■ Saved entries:
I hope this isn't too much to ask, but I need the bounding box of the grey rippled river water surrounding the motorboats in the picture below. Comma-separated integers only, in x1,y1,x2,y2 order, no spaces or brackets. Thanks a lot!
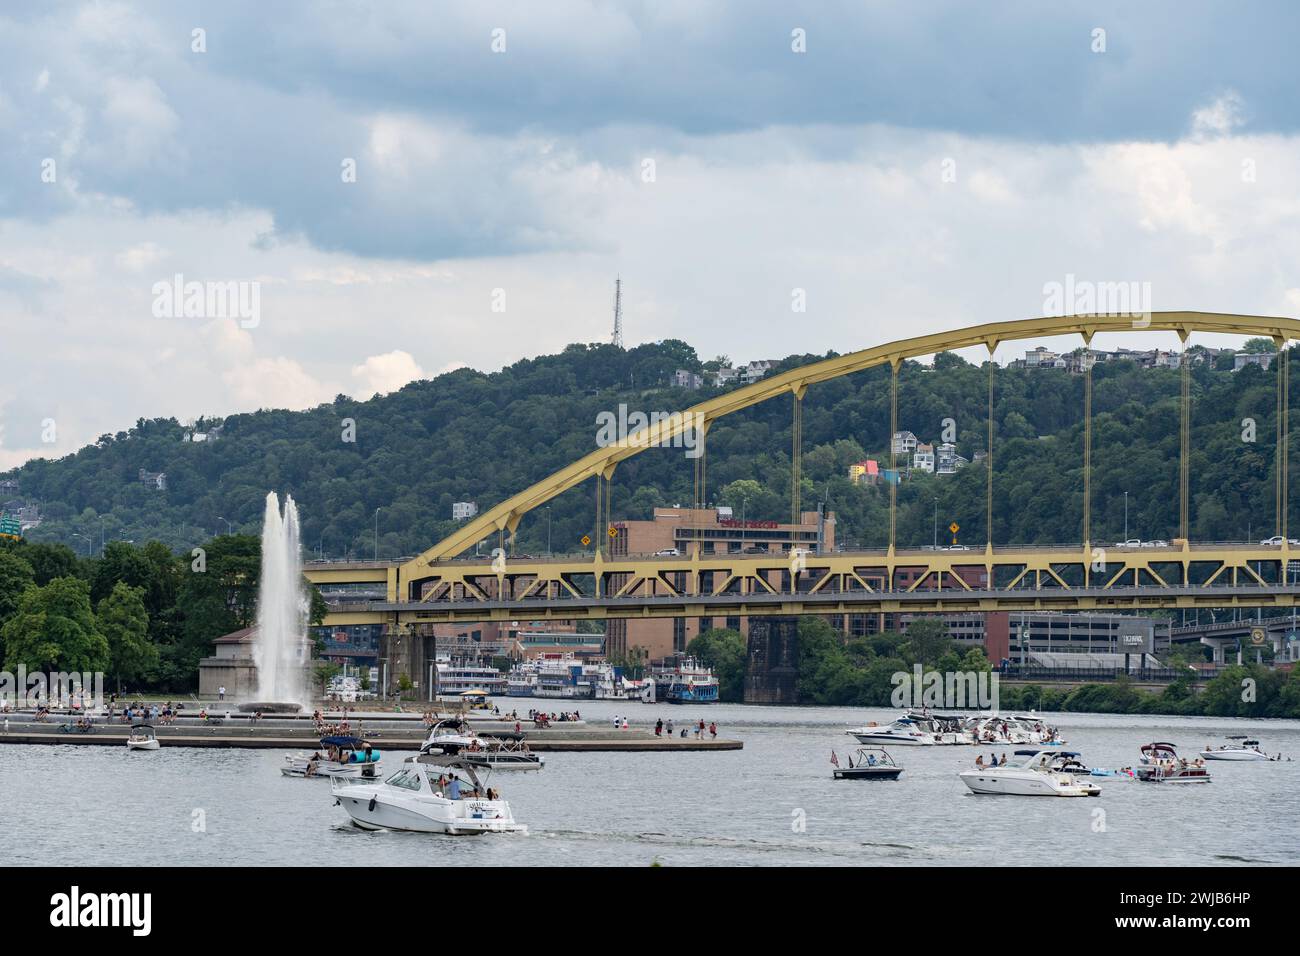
0,700,1300,866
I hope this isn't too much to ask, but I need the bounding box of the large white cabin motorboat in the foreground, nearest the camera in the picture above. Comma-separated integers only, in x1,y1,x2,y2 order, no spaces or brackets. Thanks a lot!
330,753,528,836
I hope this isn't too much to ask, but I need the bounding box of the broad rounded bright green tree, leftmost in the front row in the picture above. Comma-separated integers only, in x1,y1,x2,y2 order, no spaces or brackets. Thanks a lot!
0,578,109,672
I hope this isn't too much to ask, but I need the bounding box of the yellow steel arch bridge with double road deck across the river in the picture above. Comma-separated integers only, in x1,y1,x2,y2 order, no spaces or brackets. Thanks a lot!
307,312,1300,628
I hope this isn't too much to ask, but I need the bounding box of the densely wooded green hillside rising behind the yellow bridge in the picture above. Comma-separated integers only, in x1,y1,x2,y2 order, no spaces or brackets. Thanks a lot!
3,341,1300,558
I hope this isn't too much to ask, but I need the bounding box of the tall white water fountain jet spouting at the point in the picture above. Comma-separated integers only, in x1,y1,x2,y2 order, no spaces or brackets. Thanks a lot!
239,492,311,713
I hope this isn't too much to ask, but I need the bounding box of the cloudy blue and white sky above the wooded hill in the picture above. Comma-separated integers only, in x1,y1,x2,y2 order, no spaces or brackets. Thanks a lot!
0,0,1300,468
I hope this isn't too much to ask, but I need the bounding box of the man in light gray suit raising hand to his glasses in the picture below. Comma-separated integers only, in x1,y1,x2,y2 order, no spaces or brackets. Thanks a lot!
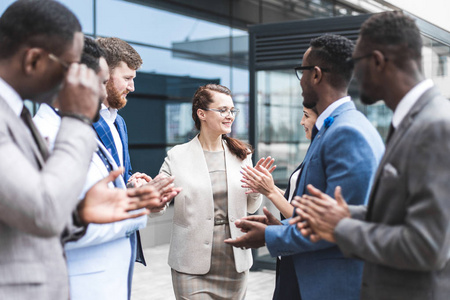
0,0,159,300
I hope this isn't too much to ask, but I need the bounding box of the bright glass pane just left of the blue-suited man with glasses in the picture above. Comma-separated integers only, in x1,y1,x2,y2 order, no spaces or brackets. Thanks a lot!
256,70,302,187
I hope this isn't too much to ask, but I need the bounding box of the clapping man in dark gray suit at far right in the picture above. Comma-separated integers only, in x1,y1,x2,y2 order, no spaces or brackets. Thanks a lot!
296,12,450,300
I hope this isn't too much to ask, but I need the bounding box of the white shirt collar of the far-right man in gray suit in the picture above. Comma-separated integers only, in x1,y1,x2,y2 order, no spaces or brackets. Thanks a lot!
392,79,434,128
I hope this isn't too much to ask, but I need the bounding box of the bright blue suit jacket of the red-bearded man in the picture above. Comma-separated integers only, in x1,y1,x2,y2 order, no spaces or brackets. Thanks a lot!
94,114,132,183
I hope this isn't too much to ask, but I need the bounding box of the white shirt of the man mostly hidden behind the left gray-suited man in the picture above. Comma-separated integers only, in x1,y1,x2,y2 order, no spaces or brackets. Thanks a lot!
35,105,147,300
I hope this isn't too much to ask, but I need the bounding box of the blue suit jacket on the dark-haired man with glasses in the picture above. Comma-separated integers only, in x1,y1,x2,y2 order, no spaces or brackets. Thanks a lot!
265,102,384,300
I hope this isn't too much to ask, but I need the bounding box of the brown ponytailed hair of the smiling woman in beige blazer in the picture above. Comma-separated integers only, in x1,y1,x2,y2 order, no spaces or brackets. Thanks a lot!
192,83,253,160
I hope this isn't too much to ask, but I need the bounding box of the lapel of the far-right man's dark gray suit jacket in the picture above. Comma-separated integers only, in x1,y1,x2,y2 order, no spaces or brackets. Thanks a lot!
366,88,439,220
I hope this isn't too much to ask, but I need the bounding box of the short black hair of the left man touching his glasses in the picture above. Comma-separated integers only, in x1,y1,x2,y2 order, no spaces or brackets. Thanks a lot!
0,0,81,59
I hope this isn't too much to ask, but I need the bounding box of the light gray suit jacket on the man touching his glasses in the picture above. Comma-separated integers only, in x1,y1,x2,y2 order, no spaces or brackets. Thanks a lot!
0,97,96,300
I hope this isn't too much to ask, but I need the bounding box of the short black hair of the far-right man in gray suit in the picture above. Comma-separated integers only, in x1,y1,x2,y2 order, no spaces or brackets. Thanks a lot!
360,11,422,68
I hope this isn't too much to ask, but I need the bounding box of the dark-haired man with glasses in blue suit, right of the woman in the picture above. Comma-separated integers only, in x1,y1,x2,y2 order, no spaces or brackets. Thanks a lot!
227,35,384,300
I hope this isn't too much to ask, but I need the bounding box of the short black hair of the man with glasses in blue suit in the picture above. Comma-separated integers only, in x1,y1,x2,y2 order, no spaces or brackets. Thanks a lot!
308,34,355,88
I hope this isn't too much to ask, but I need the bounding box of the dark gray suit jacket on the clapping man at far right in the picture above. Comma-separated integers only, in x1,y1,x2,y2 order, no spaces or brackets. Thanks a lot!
335,85,450,300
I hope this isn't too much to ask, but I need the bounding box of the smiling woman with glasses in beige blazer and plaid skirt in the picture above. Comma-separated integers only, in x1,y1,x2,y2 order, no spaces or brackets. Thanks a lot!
160,84,262,299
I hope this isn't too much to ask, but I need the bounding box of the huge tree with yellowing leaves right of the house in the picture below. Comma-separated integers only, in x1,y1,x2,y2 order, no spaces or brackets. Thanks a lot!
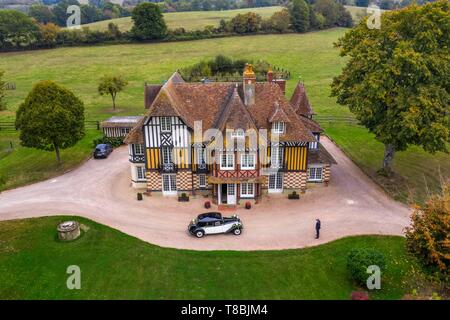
332,1,450,175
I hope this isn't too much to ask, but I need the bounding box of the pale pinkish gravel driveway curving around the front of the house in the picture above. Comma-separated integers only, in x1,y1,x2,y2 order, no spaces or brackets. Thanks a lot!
0,137,410,250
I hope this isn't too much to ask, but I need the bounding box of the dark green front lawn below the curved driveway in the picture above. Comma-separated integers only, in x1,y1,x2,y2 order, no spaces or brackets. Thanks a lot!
0,217,417,299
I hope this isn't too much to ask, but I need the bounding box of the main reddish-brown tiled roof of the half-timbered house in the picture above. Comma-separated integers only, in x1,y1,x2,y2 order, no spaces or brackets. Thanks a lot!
126,72,316,142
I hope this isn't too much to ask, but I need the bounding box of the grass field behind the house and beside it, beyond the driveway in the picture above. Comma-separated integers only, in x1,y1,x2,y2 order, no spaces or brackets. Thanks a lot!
0,28,450,201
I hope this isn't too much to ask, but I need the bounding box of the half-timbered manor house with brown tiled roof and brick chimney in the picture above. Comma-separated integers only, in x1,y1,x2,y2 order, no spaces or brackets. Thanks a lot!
125,65,335,205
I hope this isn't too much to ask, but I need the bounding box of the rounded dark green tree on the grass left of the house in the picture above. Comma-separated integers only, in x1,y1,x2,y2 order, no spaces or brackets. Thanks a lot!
16,81,84,162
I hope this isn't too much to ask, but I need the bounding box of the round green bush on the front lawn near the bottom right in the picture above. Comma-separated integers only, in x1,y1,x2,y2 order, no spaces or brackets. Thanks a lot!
347,248,386,285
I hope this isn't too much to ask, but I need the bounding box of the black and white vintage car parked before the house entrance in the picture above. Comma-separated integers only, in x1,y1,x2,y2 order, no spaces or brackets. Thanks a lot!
188,212,244,238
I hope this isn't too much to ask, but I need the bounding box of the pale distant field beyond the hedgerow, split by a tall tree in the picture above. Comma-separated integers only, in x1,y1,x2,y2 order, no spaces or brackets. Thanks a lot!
83,6,283,31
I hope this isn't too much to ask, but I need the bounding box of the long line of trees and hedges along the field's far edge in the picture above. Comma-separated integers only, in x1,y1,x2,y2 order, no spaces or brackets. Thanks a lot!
0,0,353,51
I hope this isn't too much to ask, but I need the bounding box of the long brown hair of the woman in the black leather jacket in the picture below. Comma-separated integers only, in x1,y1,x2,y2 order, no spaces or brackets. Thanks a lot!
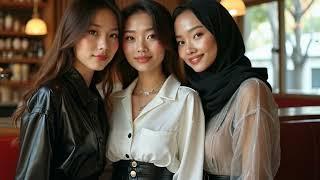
12,0,121,125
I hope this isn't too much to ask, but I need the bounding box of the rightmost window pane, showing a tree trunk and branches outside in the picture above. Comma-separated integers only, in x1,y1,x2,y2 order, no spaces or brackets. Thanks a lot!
285,0,320,94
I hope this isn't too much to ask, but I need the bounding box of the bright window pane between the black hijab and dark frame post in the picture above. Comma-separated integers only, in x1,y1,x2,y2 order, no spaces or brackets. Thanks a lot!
243,1,279,91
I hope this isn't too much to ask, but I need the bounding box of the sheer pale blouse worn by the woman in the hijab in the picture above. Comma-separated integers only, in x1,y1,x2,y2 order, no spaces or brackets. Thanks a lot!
204,78,280,180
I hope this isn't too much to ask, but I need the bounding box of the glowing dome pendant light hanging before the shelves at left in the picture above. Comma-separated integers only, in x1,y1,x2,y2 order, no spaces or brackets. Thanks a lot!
25,0,47,36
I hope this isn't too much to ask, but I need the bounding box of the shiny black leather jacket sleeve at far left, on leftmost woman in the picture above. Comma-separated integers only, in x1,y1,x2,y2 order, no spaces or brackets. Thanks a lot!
15,88,55,180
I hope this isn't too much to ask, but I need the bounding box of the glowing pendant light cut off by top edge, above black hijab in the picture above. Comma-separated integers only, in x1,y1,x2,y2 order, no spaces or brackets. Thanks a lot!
220,0,246,17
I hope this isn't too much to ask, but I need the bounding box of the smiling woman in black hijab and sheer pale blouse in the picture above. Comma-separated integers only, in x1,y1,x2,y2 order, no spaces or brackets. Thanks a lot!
173,0,280,180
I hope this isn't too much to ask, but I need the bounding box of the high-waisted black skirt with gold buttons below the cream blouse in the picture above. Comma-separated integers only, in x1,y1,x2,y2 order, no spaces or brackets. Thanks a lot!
112,160,173,180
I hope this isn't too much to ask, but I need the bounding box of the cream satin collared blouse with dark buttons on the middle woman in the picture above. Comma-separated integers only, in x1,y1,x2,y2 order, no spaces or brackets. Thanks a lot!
107,75,205,180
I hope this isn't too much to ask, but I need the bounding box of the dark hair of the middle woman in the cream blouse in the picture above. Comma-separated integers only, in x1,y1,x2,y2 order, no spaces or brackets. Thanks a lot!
118,0,184,88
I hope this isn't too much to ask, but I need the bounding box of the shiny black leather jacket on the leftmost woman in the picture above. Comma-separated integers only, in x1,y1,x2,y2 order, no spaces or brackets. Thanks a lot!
16,69,109,180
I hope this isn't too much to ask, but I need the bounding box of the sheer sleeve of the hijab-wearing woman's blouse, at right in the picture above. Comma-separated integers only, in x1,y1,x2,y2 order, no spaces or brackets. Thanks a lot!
231,80,280,180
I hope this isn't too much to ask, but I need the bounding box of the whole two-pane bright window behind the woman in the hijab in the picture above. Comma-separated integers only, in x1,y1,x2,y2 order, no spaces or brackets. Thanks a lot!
243,0,320,94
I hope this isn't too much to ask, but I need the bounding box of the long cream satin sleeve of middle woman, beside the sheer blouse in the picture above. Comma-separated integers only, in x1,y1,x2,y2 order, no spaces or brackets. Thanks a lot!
173,92,205,180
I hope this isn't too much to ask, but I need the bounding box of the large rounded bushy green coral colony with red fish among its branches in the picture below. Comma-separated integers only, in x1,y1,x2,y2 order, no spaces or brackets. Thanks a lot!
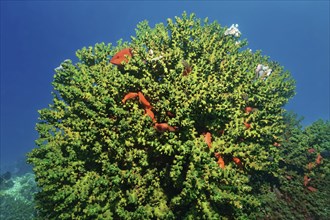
28,13,324,219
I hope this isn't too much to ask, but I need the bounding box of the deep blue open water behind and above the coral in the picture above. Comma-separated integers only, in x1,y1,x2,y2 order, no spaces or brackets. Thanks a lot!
0,1,330,173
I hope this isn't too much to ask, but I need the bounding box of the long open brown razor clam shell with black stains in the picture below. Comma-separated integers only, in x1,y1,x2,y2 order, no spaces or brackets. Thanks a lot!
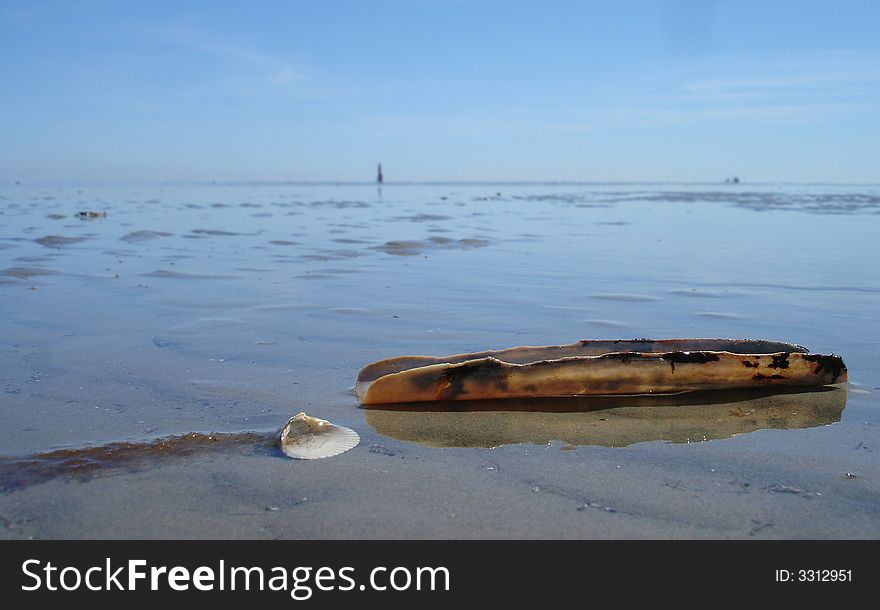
356,339,847,404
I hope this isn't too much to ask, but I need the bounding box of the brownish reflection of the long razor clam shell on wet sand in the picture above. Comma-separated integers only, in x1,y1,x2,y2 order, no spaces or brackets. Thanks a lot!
364,388,846,447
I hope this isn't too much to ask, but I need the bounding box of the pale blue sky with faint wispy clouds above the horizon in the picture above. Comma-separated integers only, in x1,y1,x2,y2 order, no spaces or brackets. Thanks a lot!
0,0,880,183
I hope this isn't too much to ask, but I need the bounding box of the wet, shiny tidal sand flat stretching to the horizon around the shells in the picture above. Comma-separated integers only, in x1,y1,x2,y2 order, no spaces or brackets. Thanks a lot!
0,184,880,538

■ What you have to do: Copy nothing except the lines from the one holding "the wet, shiny" through the last line of the data above, and return them exactly.

■ Finished task:
I hope this isn't too much to ask, but I need the bounding box of the wet, shiny tidal sand flat stretching to the horizon around the shells in the picture above. Comma-separated integers only, in x1,y1,x2,y2 order, no spaces or brackets. Thanks a lot!
0,184,880,538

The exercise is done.